● Texte source:
━━━━━━━━━━━━━━━━

Maxime Le Forestier, bain de jouvence
7 novembre 2019, salle Aristide-Briant, Saint-Chamond,
« On voyait partout des sardines / Alignées dans d’l'huile de moteur / Fallait donc qu’on couse à nos jean’s / Des fils de couleurs… ». D’abord cette foule, qui grossit à l’approche du concert. Toutes et tous contemporains des premières chansons de l’artiste. La nuit est tombée, bernique pour compter les fils de couleurs. Mais les cheveux blancs… À l’évidence, on vient retrouver ses jeunes années, une maison bleue accrochée à la colline, le flower power des années soixante-dix, l’espoir de ces années-là qui tranche tant avec le no futur d’aujourd’hui. « Ça commence par un coup d’bol / On arrive, on connaît personne / On tombe sur des gens sympas / Qui nous aiment déjà ». Salle pleine pour Le Forestier. La nostalgie ou les regrets sans doute.

━━━━━━━━━━━━━━━━

● Consignes de l'exercice:
• A. Dans quelle salle se tient le concert de Maxime Le Forestier dont parle le compte rendu ?
• B. Transcrivez tout le compte rendu du concert de Maxime Le Forestier depuis « Maxime Le Forestier, bain » jusqu'à « regrets sans doute. ».
• C. Poursuivez le compte rendu du concert de Maxime Le Forestier à partir de sa dernière phrase.

● Données enregistrées:
━━━━━━━━━━━━━━━━

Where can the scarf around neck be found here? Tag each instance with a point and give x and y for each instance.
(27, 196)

━━━━━━━━━━━━━━━━

● Corrigé détaillé:
• A. Dans la salle Aristide-Briant, à Saint-Chamond.

• B.
Maxime Le Forestier, bain de jouvence
7 novembre 2019, salle Aristide-Briant, Saint-Chamond,
« On voyait partout des sardines / Alignées dans d’l'huile de moteur / Fallait donc qu’on couse à nos jean’s / Des fils de couleurs… ». D’abord cette foule, qui grossit à l’approche du concert. Toutes et tous contemporains des premières chansons de l’artiste. La nuit est tombée, bernique pour compter les fils de couleurs. Mais les cheveux blancs… À l’évidence, on vient retrouver ses jeunes années, une maison bleue accrochée à la colline, le flower power des années soixante-dix, l’espoir de ces années-là qui tranche tant avec le no futur d’aujourd’hui. « Ça commence par un coup d’bol / On arrive, on connaît personne / On tombe sur des gens sympas / Qui nous aiment déjà ». Salle pleine pour Le Forestier. La nostalgie ou les regrets sans doute.

• C.
Scène et salle s’obscurcissent. Et deux gars flanqués chacun de leur guitare prennent place. Dois-je vous dire le choc, l’émotion quand l’un des deux se met à chanter ? C’est la voix, la formidable voix de Le Forestier, mais en plus jeune, j’ose dire en plus belle encore. Ci-devant Arthur Le Forestier et Bruno Guglielmi, Alf & BG, deux voix pour seulement cinq titres, mais une séquence mémorable, extraordinaire même tant qu’on peut déjà se demander si c’est l’événement de cette soirée. « Si y’a des filles à regrets / Y’a des mecs à chagrin / On sait chacun où on se met / Et ça ne fait rien / On a les sentiments qu’on a / Et les lèvres ne mentent pas / Je suis ta petite erreur / Ta vraie lacune, ta folie d’un quart d’heure / Mon infortune / L’incident de parcours / La vraie galère / Celui qui donne à l’amour / Un goût amer… » (cf vidéo ci-dessous). À les écouter tous deux, il y a comme un semblant de Volo, vous savez les deux frères Volovitch. Les voix fermes et fragiles à la fois, la douceur et la mélancolie des propos, comme des plaintes, des complaintes… Magnifique !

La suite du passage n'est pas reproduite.